> _Task to carry out_: In how many lines of the listing does the word "below" appear? Reply with the number only.

> _Data supplied_:
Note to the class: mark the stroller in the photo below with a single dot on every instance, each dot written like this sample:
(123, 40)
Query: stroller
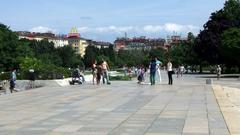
(77, 77)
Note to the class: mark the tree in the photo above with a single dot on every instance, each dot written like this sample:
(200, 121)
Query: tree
(230, 46)
(8, 47)
(209, 40)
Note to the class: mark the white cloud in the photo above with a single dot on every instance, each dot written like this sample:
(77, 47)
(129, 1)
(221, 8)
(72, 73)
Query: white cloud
(147, 29)
(114, 29)
(83, 29)
(42, 29)
(152, 28)
(170, 27)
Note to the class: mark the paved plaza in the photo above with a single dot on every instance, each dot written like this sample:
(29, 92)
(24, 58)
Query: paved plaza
(189, 107)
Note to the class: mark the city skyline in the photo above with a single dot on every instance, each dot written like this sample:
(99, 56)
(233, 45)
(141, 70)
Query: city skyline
(107, 19)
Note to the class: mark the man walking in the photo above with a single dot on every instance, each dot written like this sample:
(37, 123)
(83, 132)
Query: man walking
(105, 69)
(13, 81)
(219, 71)
(152, 68)
(158, 70)
(170, 72)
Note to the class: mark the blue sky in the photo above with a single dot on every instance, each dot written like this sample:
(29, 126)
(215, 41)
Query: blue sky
(107, 19)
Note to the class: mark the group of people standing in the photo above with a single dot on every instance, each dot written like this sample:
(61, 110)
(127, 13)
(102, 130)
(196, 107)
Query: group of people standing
(155, 72)
(100, 71)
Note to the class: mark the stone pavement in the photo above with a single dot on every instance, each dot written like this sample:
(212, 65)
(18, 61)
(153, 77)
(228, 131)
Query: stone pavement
(189, 107)
(227, 92)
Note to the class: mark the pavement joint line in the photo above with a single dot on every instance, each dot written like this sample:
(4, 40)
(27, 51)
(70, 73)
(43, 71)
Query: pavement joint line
(216, 98)
(159, 114)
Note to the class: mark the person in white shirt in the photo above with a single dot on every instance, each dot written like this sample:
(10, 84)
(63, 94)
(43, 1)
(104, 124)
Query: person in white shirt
(170, 72)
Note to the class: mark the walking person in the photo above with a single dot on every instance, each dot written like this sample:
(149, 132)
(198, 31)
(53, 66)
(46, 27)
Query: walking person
(182, 70)
(170, 72)
(105, 69)
(99, 73)
(158, 70)
(219, 71)
(13, 81)
(152, 68)
(94, 71)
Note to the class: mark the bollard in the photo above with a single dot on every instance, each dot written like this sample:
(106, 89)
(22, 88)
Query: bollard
(209, 81)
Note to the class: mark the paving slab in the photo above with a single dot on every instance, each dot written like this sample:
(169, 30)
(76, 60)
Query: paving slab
(123, 108)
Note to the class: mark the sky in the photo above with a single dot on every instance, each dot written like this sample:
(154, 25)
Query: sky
(104, 20)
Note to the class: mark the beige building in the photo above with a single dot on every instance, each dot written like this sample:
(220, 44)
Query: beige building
(79, 44)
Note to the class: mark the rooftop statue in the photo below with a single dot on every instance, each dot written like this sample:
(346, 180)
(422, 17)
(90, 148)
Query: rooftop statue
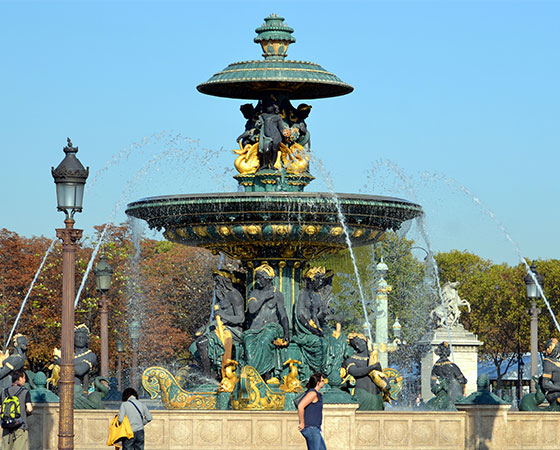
(450, 315)
(14, 361)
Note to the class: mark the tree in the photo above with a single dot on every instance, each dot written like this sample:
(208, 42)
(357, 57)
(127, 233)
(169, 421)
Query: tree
(498, 311)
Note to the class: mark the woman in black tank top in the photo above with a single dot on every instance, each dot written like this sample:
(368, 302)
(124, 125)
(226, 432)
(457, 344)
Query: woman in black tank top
(310, 413)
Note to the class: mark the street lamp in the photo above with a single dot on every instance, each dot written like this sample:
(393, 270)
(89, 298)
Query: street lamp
(533, 293)
(103, 273)
(120, 350)
(134, 330)
(70, 179)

> _Answer to this exercise_: 2